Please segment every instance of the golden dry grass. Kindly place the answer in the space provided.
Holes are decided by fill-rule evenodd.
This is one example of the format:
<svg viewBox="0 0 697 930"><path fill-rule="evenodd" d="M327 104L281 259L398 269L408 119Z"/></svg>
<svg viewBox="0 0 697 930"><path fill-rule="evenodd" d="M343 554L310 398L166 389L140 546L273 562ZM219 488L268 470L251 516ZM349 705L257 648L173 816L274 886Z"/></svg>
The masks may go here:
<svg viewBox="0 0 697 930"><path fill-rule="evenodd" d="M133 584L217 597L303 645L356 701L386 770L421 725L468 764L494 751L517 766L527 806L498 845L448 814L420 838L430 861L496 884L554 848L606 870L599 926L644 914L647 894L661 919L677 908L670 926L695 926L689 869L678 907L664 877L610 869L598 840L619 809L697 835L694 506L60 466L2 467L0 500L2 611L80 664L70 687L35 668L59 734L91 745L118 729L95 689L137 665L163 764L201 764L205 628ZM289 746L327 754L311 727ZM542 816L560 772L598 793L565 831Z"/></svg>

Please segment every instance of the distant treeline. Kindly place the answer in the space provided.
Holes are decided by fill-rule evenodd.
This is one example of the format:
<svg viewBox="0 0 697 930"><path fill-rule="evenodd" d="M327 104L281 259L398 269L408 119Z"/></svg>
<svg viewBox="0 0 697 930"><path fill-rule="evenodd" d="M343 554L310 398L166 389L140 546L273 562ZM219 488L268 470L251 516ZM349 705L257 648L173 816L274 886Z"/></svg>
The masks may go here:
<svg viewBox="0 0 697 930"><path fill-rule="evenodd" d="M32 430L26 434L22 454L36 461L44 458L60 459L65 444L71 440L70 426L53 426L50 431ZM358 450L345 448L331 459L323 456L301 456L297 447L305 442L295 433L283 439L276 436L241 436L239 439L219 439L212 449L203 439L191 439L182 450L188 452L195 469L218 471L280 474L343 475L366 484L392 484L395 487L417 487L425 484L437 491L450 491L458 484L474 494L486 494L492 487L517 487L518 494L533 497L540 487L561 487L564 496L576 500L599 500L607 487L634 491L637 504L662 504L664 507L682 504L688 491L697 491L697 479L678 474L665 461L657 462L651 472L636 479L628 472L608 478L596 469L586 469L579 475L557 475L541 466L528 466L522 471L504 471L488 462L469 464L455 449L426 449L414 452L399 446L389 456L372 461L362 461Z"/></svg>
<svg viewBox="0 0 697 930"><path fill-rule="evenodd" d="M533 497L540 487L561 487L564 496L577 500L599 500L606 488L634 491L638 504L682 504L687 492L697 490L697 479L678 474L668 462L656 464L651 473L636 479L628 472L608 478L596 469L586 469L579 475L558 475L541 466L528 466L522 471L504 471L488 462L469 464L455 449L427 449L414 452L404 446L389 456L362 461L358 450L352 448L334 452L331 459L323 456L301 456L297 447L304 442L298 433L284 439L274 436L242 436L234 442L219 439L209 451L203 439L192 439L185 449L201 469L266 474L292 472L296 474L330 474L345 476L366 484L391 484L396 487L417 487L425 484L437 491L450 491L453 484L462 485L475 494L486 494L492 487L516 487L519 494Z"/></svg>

■ ■ ■ ■ ■ ■ ■

* [Exercise]:
Could you write out all of these lines again, replacing "distant treeline" with "far tree line" and keeping everything else the same?

* [Complete response]:
Please segment every instance of the golden dry grass. Kindly place the answer in the space provided.
Holes are decided by fill-rule evenodd.
This is one example of the format:
<svg viewBox="0 0 697 930"><path fill-rule="evenodd" d="M327 104L281 259L398 269L408 119Z"/></svg>
<svg viewBox="0 0 697 930"><path fill-rule="evenodd" d="M343 554L310 398L166 389L140 546L273 562ZM219 488L268 470L251 516ZM349 705L257 648L173 816L274 886Z"/></svg>
The masks may go here:
<svg viewBox="0 0 697 930"><path fill-rule="evenodd" d="M133 584L217 597L303 645L356 701L386 770L421 725L468 764L494 751L517 766L527 806L498 845L448 814L420 838L430 861L496 884L554 848L606 870L599 926L644 914L647 894L661 919L677 908L670 926L695 926L689 869L678 907L664 877L610 869L598 840L619 809L697 835L694 506L60 466L2 467L0 500L2 611L80 664L70 687L35 668L59 734L91 745L118 729L95 689L137 665L163 764L201 764L205 628ZM289 746L327 754L311 727ZM542 816L560 772L598 793L565 831Z"/></svg>

Please segment every instance of the far tree line. Kindly place the answer in the space provided.
Holes are decided by fill-rule evenodd.
This is one example of the format:
<svg viewBox="0 0 697 930"><path fill-rule="evenodd" d="M327 104L281 259L398 269L408 119Z"/></svg>
<svg viewBox="0 0 697 930"><path fill-rule="evenodd" d="M343 554L310 398L166 389L140 546L273 562ZM219 488L268 470L251 516ZM349 705L257 648L173 816L274 886Z"/></svg>
The masks may go here:
<svg viewBox="0 0 697 930"><path fill-rule="evenodd" d="M32 430L26 434L22 454L36 461L44 458L60 459L65 444L71 440L70 426L53 426L50 431ZM358 450L345 448L331 459L323 456L301 456L297 447L305 442L295 433L283 439L276 436L241 436L239 439L219 439L212 449L203 439L191 439L182 450L188 452L195 469L218 471L280 474L343 475L366 484L392 484L395 487L417 487L425 484L437 491L450 491L458 484L474 494L486 494L492 487L517 487L518 494L533 497L540 487L561 487L564 496L576 500L599 500L607 487L634 491L637 504L662 504L664 507L682 504L688 491L697 491L697 479L678 474L665 461L657 462L651 472L636 479L628 472L608 478L596 469L586 469L579 475L557 475L541 466L528 466L522 471L504 471L488 462L469 464L455 449L426 449L414 452L399 446L389 456L372 461L362 461Z"/></svg>
<svg viewBox="0 0 697 930"><path fill-rule="evenodd" d="M533 497L540 487L561 487L564 496L577 500L599 500L606 488L634 491L638 504L682 504L687 492L697 490L697 479L678 474L668 462L656 464L651 473L636 479L628 472L608 478L596 469L586 469L579 475L558 475L541 466L528 466L522 471L504 471L488 462L469 464L455 449L427 449L414 452L404 446L389 456L362 461L358 450L352 448L334 452L331 459L323 456L301 456L297 447L304 442L298 433L284 439L274 436L242 436L234 442L219 439L209 451L203 439L192 439L185 449L201 469L266 474L292 472L296 474L330 474L345 476L366 484L391 484L396 487L417 487L425 484L437 491L450 491L453 484L462 485L475 494L486 494L492 487L516 487L519 494Z"/></svg>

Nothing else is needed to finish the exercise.